Tekst |
In het jaar Een duizend achthonderd en zesenveertig, den Twaalfden der maand Julij zijn voor ons Willem Roelof van der Weide, Burgemeester, plaatsvervangend Ambtenaar van den Burgerlijken Stand der Stad Dockum, Provincie Friesland, gecompareerd:
Martinus Harmens Visser, oud zesentwintig jaren, blijkens het hierbij overlegde geboorte extract sub.A, dewelke aan zijne verpligtingen tot den dienst der Nationale Militie heeft voldaan, blijkens certificaat afgegeven door de Heer Staatsraad Gouverneur dezer provincie op den drieentwintigsten Junij dezes jaars, hierbij overgelegd sub B, koopman van beroep, geboren te Harlingen en wonende te Dockum, meerderjarige zoon van Harmen Visser, inlandsche kramer en Elisabeth Timans, echtelieden woonachtig te Dockum, hierbij tegenwoordig en gevende hun toestemming tot dit huwelijk, Bruidegom ter eenre: en
Geertruida Woltrink, oud twee en dertig jaren, blijkens het hierbij overgelegde geboorte extract sub C, winkeliersche, geboren te Kollum en wonende te Dockum, Weduwe van Franciscus Flierl, alhier ter stede overleden, blijkens extract uit het register voor de aangaven van overlijden hierbij overgelegd sub D, meerderjarige dochter van Anthon Woltrink, koopman en Ida Boekholt, echtelieden, woonachtig te Dockum, Bruid ter andere zijde.
Dewelke ons verzocht hebben het door hen voorgenomen Huwelijk te voltrekken waarvan de afkondigingen alhier voor de hoofddeur van het Stadshuis hebben plaats gehad op Zondagen den achtentwintigsten Junij en den vijfden dag dezer maand, telkens de 'svoormiddags half twaalf uren.

## Bronmateriaal:
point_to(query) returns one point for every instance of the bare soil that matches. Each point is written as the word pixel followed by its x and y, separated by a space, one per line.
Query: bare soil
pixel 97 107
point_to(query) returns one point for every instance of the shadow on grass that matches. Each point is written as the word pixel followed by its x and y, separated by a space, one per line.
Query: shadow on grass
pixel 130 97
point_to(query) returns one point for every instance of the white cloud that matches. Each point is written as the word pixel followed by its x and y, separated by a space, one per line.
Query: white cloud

...

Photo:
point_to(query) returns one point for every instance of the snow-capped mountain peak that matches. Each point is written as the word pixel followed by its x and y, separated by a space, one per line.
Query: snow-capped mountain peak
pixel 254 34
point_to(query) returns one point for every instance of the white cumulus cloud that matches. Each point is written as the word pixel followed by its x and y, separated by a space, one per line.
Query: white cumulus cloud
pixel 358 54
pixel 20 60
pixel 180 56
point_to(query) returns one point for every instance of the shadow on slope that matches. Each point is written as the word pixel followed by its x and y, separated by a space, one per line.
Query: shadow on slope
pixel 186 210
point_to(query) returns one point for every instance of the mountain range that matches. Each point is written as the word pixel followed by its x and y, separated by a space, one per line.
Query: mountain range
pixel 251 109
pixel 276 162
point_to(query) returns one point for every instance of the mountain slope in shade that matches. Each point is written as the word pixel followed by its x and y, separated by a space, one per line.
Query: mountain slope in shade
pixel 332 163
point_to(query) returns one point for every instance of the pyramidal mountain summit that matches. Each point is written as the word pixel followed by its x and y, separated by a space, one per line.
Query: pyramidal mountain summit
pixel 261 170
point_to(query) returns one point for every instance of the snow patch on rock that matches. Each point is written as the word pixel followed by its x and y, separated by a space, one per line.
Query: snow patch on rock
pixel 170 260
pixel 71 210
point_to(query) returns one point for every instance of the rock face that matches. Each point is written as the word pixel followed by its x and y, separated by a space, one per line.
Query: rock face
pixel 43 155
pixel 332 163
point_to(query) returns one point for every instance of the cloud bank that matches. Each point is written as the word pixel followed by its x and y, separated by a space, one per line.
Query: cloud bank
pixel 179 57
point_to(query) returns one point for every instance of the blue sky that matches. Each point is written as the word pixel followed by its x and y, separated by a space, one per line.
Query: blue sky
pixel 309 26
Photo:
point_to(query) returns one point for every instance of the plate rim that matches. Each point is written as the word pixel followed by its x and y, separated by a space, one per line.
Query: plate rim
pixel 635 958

--

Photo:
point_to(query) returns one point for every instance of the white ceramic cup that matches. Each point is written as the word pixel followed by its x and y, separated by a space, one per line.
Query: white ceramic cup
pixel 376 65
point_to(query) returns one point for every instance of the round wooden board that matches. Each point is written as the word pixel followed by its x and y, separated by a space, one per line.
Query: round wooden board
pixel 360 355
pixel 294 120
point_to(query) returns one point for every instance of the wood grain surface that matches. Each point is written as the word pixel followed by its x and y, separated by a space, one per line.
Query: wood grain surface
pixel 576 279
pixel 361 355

## Jouw opdrachten:
**1.** Wat was volgens de huwelijksakte het beroep van Martinus Harmens Visser?
**2.** Neem uit de huwelijksakte het stuk over dat begint bij "Dewelke ons verzocht" en eindigt bij "half twaalf uren.", en vervang daarin "Stadshuis" door "Raadhuis".

## Genummerde antwoorden:
**1.** Hij was koopman van beroep.

**2.**
Dewelke ons verzocht hebben het door hen voorgenomen Huwelijk te voltrekken waarvan de afkondigingen alhier voor de hoofddeur van het Raadhuis hebben plaats gehad op Zondagen den achtentwintigsten Junij en den vijfden dag dezer maand, telkens de 'svoormiddags half twaalf uren.